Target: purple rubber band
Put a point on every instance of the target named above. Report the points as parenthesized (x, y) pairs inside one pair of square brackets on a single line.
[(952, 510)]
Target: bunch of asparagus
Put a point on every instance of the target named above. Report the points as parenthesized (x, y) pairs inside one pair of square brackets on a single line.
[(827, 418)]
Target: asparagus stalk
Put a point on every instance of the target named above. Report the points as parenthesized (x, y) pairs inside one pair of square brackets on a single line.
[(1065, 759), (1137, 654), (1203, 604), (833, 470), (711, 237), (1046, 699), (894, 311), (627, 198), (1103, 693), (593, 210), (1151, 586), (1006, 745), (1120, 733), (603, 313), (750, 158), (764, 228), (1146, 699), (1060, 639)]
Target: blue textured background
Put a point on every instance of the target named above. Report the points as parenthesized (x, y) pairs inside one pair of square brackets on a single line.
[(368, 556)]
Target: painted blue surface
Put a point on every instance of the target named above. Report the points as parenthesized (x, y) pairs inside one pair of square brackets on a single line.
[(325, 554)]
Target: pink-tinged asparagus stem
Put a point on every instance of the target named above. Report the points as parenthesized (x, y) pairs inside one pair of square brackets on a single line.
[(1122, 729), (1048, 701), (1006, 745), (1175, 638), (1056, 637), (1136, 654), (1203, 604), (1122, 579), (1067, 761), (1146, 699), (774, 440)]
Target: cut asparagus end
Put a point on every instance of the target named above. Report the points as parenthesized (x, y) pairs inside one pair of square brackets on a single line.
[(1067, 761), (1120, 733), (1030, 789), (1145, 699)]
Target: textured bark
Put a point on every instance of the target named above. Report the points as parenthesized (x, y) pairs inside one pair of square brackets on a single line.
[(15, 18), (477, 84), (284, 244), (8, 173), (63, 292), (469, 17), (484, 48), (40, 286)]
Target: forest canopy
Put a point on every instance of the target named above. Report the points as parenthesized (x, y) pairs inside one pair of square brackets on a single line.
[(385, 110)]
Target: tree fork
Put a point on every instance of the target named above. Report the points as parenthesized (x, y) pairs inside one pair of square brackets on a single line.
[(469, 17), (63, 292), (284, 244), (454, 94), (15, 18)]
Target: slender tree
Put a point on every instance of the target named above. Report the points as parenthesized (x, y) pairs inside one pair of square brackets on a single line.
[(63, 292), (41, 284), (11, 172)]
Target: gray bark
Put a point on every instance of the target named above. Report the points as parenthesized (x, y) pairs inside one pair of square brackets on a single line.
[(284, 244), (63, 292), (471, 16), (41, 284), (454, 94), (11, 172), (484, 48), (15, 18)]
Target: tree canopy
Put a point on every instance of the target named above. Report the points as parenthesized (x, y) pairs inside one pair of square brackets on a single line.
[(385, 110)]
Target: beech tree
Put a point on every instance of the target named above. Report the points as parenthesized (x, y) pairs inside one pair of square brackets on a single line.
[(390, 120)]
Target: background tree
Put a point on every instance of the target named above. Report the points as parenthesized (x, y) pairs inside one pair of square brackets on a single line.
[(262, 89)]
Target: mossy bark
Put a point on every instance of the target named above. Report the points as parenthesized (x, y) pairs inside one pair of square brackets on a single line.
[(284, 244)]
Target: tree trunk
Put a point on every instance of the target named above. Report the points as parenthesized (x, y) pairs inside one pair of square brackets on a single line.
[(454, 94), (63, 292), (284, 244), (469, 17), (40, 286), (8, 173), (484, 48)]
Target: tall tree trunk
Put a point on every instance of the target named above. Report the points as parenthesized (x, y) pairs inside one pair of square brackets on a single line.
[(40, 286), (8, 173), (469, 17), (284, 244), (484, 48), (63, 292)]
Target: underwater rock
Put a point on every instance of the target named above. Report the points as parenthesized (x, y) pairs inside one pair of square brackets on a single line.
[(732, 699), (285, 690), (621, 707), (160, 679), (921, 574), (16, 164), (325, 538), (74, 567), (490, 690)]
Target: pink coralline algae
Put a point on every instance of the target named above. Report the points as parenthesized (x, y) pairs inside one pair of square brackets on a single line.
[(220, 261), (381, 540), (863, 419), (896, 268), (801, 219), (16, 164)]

▸ **Exercise prompt**:
Find the string "canopy" in the listing and copy every line in which it occurs.

▸ **Finished exercise**:
Target: forest canopy
Target: tree canopy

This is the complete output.